§ Input data
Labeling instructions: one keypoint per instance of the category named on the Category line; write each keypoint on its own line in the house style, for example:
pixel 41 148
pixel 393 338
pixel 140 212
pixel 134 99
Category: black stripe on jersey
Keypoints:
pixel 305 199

§ Set problem
Duplicate the records above verbatim, line for line.

§ The answer
Labeling instructions: one keypoint per instance of the category named on the Category line; write each keypoint on its own line in the house style, for example:
pixel 41 148
pixel 393 338
pixel 140 212
pixel 134 99
Category: black stripe on jersey
Keypoints:
pixel 305 199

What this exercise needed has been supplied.